### Stated problem
Repeat all of the rows below word for word, and leave the pictures out of your answer.

### Source data
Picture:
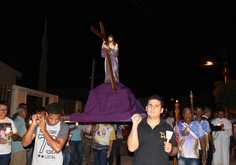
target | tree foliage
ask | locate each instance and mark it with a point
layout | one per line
(225, 94)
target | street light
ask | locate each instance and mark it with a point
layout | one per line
(209, 63)
(225, 72)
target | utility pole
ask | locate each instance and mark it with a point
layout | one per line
(226, 70)
(93, 70)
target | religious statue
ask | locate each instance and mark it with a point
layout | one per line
(113, 53)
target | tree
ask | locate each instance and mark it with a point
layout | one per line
(225, 94)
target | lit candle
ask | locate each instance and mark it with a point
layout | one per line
(8, 129)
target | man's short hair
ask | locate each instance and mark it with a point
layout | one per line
(33, 112)
(171, 110)
(3, 102)
(20, 109)
(40, 109)
(206, 110)
(199, 106)
(22, 104)
(221, 110)
(157, 97)
(54, 108)
(188, 108)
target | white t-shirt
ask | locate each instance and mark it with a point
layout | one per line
(104, 134)
(43, 153)
(6, 123)
(170, 121)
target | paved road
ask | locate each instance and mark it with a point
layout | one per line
(127, 160)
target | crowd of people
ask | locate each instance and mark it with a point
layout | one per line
(196, 138)
(40, 137)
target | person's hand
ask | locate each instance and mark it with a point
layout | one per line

### The completed task
Picture:
target | tree foliage
ask | locate each instance and mark it with a point
layout | one per line
(225, 94)
target | street light
ask | locate each instance and mark it with a point
layout | one per line
(209, 63)
(225, 72)
target | utility pole
ask | locate each instance and mark it with a point
layout | one per line
(226, 70)
(93, 70)
target | religious statue
ask | locate each instance and mark it with a point
layout | one per line
(113, 53)
target | tree
ask | locate each instance and mark it with a point
layout | one per line
(225, 94)
target | lit candle
ask | locate each instance and mark it with a point
layout | one per line
(8, 129)
target | man's short hair
ask | locate each instance and mark it with a point
layout | one per line
(33, 112)
(171, 110)
(3, 102)
(20, 109)
(40, 109)
(206, 110)
(199, 106)
(22, 104)
(221, 110)
(157, 97)
(54, 108)
(188, 108)
target | white t-shirt
ask | locate each instance and mark it with a point
layout | one per line
(104, 134)
(43, 153)
(6, 123)
(170, 121)
target | paved road
ask | locate each instance and mark it with a point
layout | one per line
(127, 160)
target | crowd of people
ask | locate each instance and mark it with a point
layout | one per line
(196, 138)
(40, 137)
target | person's hand
ask | locate each instance and mark it with a point
layout | one per line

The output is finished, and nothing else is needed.